━━━━━ Data rows ━━━━━
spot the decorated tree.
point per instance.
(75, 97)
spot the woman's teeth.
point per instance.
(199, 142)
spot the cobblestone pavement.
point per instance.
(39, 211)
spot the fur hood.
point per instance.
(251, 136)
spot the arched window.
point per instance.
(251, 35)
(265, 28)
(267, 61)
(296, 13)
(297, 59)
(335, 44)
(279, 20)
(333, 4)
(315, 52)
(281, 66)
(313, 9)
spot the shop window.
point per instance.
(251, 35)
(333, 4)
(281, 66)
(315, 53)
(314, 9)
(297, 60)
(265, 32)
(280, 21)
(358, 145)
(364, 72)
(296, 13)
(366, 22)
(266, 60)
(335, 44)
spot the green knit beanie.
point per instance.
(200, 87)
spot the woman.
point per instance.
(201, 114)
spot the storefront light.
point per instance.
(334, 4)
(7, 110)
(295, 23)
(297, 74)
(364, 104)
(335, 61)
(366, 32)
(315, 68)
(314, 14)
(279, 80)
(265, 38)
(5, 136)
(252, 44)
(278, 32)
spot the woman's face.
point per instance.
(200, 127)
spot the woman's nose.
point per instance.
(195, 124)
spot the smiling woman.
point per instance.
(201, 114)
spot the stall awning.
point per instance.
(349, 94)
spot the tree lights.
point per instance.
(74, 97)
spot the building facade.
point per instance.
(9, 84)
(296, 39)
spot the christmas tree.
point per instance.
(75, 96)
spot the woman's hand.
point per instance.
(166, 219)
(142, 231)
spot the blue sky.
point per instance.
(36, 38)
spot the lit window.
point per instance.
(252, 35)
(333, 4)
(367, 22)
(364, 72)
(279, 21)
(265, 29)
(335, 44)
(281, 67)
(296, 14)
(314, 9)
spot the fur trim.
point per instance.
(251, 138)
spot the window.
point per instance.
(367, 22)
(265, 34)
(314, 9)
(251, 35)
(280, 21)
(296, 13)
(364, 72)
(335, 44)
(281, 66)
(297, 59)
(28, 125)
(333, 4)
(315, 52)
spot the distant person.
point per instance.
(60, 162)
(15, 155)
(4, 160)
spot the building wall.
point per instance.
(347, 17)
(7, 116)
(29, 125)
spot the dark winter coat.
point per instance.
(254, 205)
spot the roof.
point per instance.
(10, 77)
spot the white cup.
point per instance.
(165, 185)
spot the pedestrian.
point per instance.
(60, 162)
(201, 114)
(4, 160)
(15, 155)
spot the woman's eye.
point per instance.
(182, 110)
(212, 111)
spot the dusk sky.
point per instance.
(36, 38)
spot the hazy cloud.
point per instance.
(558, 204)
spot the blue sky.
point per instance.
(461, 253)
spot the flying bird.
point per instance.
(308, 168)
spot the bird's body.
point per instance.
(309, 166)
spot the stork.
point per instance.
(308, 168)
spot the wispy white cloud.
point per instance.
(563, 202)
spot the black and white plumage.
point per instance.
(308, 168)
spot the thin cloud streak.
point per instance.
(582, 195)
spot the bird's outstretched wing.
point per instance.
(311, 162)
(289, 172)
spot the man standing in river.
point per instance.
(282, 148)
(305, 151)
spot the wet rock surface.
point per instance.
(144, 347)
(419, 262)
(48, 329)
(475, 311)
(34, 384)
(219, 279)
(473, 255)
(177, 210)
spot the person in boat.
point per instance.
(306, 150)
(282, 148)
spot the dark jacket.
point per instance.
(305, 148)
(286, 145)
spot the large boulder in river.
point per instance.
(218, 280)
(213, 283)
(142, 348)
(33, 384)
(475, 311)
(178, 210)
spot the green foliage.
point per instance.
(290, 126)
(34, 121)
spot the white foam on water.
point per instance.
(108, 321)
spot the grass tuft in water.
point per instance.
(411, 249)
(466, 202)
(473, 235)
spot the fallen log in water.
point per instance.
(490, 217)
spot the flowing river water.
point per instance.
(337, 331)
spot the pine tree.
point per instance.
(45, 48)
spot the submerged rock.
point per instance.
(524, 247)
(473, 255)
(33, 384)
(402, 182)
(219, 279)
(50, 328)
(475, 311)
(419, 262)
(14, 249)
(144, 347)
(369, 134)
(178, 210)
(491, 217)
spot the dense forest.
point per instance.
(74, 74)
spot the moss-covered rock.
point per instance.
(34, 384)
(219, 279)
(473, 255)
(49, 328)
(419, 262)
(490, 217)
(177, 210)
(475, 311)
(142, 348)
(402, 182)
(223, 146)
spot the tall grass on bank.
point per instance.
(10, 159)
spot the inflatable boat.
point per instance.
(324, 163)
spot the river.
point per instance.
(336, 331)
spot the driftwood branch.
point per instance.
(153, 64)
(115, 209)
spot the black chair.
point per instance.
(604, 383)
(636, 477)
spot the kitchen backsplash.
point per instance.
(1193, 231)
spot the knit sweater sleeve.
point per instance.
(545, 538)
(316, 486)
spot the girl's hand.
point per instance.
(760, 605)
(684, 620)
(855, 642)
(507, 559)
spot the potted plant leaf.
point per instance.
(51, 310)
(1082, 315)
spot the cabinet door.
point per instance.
━━━━━
### Objective
Word for word, extract all the records.

### Correct output
spot the decorated tree.
point per instance.
(75, 97)
spot the woman's teeth.
point per instance.
(199, 142)
spot the cobblestone pavement.
point per instance.
(39, 211)
spot the fur hood.
point per instance.
(251, 136)
spot the arched window.
point per instance.
(251, 35)
(265, 28)
(267, 61)
(296, 13)
(297, 59)
(335, 44)
(279, 20)
(333, 4)
(315, 52)
(281, 66)
(313, 9)
spot the shop window.
point per instance.
(251, 35)
(333, 4)
(281, 66)
(315, 53)
(314, 9)
(297, 60)
(265, 32)
(280, 21)
(358, 145)
(364, 72)
(296, 13)
(366, 22)
(266, 60)
(335, 44)
spot the green knit beanie.
point per instance.
(200, 87)
spot the woman.
point per instance.
(201, 114)
spot the storefront light.
point per instance.
(334, 4)
(7, 110)
(295, 23)
(297, 74)
(364, 104)
(335, 61)
(366, 32)
(315, 68)
(314, 14)
(279, 80)
(265, 38)
(5, 136)
(252, 44)
(278, 32)
spot the woman's face.
point per instance.
(200, 127)
spot the woman's nose.
point per instance.
(195, 124)
spot the smiling woman.
point per instance.
(201, 114)
spot the stall awning.
point per instance.
(349, 94)
spot the tree lights.
point per instance.
(74, 97)
spot the building facade.
point per instance.
(9, 84)
(296, 39)
spot the christmas tree.
point per instance.
(75, 96)
spot the woman's hand.
point per instance.
(166, 219)
(142, 231)
spot the blue sky.
point per instance.
(36, 38)
spot the lit window.
point per instance.
(252, 35)
(333, 4)
(367, 22)
(364, 72)
(279, 21)
(265, 29)
(335, 44)
(281, 67)
(296, 14)
(314, 9)
spot the fur trim.
point per instance.
(251, 138)
spot the window.
point per instance.
(367, 22)
(265, 34)
(314, 9)
(251, 35)
(280, 21)
(296, 13)
(364, 72)
(335, 44)
(281, 66)
(297, 59)
(28, 125)
(333, 4)
(315, 52)
spot the distant person.
point per instance.
(60, 162)
(15, 155)
(4, 160)
spot the building wall.
point per instance.
(347, 17)
(7, 116)
(29, 125)
spot the dark winter coat.
point per instance.
(254, 205)
spot the roof.
point per instance.
(10, 77)
spot the white cup.
point per instance.
(165, 185)
spot the pedestrian.
point per instance.
(60, 162)
(201, 114)
(4, 160)
(15, 155)
spot the woman's eye.
point per instance.
(182, 110)
(212, 111)
spot the dusk sky.
point per instance.
(36, 38)
spot the hazy cloud.
point per instance.
(558, 204)
spot the blue sky.
point per instance.
(461, 253)
spot the flying bird.
point per instance.
(308, 168)
spot the bird's body.
point per instance.
(309, 166)
spot the stork.
point per instance.
(308, 168)
spot the wispy white cloud.
point per instance.
(563, 202)
spot the black and white plumage.
point per instance.
(308, 168)
spot the thin cloud streak.
point per instance.
(582, 195)
spot the bird's outstretched wing.
point per instance.
(311, 162)
(289, 172)
spot the man standing in river.
point per instance.
(282, 148)
(305, 151)
spot the wet rock surface.
point per instance.
(144, 347)
(419, 262)
(48, 329)
(475, 311)
(34, 384)
(219, 279)
(473, 255)
(177, 210)
spot the person in boat.
point per instance.
(306, 150)
(282, 148)
spot the dark jacket.
point per instance.
(305, 148)
(286, 145)
spot the large boulder in river.
point per instance.
(218, 280)
(213, 283)
(142, 348)
(33, 384)
(475, 311)
(178, 210)
spot the green foliage.
point per instance.
(290, 126)
(34, 121)
spot the white foam on water.
point per instance.
(108, 321)
spot the grass tuft in water.
point per instance.
(411, 249)
(466, 202)
(473, 235)
spot the fallen log in water.
point per instance.
(490, 217)
spot the flowing river water.
point per instance.
(337, 331)
spot the pine tree.
point per instance.
(45, 48)
spot the submerged rock.
point per instance.
(524, 247)
(473, 255)
(33, 384)
(402, 182)
(219, 279)
(50, 328)
(475, 311)
(419, 262)
(14, 249)
(144, 347)
(369, 134)
(178, 210)
(491, 217)
spot the dense forest.
point per instance.
(74, 74)
spot the moss-covered rock.
point per instance.
(34, 384)
(219, 279)
(473, 255)
(49, 328)
(419, 262)
(490, 217)
(177, 210)
(475, 311)
(142, 348)
(402, 182)
(223, 146)
spot the tall grass on bank.
point per instance.
(10, 159)
spot the inflatable boat.
point per instance.
(324, 163)
spot the river.
point per instance.
(336, 331)
spot the driftwood branch.
point per instance.
(153, 64)
(115, 209)
spot the black chair.
point per instance.
(604, 383)
(636, 477)
spot the kitchen backsplash.
point per instance.
(1193, 231)
spot the knit sweater sleeve.
point per instance.
(545, 538)
(316, 486)
spot the girl's hand.
point per instance.
(760, 605)
(684, 620)
(855, 642)
(507, 559)
spot the potted plant leaf.
point per instance.
(51, 310)
(1082, 315)
spot the cabinet door.
point per instance.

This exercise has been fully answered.